BEGIN Available records

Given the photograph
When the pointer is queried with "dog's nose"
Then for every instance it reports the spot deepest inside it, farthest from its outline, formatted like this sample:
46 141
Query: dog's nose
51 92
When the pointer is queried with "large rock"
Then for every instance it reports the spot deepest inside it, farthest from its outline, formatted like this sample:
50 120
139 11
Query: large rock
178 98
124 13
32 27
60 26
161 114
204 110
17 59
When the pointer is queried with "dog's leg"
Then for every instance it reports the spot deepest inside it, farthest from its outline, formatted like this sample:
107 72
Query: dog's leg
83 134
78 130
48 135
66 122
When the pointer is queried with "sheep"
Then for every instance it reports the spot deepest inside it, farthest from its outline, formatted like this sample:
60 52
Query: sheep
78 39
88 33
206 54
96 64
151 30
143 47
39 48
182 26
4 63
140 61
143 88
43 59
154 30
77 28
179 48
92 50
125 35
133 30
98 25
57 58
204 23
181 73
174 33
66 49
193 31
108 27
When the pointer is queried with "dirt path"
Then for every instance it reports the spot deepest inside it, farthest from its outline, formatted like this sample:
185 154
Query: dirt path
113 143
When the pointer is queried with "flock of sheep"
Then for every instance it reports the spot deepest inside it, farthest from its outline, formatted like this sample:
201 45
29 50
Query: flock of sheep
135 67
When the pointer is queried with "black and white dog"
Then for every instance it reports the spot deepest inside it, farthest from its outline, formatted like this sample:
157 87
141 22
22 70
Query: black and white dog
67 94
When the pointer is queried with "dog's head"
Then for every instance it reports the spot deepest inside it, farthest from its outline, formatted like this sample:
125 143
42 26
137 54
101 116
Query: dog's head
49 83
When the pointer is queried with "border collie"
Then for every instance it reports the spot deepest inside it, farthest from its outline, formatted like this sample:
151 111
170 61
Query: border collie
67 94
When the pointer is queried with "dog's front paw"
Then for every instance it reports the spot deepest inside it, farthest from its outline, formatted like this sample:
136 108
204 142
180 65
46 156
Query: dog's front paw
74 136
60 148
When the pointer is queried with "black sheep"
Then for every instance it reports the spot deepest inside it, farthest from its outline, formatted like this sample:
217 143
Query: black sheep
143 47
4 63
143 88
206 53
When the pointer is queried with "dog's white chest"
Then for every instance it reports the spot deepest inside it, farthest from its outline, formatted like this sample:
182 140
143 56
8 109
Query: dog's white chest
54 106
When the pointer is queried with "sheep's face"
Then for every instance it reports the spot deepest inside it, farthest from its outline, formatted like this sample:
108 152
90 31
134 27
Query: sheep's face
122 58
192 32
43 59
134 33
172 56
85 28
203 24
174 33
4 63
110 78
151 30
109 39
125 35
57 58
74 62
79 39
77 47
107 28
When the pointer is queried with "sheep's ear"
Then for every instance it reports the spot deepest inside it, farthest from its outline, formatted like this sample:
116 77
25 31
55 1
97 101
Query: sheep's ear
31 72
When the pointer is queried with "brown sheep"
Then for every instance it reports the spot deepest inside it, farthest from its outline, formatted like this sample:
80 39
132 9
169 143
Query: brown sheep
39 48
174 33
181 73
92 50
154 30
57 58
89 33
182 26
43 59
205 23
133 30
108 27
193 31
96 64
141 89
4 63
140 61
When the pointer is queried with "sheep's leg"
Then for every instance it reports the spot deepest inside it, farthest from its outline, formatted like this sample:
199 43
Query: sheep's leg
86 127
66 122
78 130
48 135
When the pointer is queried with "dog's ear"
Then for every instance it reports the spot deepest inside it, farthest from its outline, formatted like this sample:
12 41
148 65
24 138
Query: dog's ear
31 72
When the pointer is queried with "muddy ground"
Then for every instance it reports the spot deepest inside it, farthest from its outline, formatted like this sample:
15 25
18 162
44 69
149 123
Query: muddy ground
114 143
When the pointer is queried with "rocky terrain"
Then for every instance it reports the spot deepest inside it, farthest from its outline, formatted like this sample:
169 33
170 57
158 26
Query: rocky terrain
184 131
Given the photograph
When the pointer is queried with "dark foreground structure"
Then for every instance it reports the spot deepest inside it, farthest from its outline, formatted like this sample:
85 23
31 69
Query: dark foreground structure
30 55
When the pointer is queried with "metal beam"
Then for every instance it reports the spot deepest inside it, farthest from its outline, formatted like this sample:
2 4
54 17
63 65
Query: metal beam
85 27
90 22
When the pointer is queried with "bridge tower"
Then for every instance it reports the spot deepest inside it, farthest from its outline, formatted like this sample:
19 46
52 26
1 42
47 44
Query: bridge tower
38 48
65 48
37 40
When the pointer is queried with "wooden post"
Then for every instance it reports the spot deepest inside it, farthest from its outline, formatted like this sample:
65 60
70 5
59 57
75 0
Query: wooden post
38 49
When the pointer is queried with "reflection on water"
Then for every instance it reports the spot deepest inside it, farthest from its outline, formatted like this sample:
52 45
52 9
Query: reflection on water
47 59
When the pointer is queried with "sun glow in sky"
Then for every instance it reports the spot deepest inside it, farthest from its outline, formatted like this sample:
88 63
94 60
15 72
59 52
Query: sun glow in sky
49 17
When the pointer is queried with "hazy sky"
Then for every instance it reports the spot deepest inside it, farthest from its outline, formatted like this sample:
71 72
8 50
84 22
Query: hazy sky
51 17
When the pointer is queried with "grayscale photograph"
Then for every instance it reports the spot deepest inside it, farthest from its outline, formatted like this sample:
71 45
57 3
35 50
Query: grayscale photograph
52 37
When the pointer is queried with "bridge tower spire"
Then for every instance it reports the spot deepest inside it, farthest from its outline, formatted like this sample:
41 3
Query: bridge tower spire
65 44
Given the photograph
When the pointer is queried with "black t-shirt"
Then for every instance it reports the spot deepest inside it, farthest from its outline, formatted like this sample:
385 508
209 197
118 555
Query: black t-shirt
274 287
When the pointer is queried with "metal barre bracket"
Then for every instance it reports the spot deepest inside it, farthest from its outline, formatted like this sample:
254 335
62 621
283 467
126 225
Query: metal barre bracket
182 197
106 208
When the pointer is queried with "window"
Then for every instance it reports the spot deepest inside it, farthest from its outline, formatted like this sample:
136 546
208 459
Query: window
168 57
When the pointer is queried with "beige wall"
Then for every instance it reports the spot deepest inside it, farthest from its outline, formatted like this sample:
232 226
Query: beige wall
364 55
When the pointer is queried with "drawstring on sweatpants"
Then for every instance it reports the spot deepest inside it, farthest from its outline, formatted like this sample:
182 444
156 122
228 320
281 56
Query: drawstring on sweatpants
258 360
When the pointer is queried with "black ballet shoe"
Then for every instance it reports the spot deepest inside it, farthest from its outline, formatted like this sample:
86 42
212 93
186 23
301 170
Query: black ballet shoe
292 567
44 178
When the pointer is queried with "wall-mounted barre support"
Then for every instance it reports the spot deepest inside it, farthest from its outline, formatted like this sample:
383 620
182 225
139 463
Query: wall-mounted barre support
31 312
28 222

END Available records

● **Stated task**: Count the lines of the data above that contain the string "barre", and reply with the number alone.

● **Exercise answer**: 4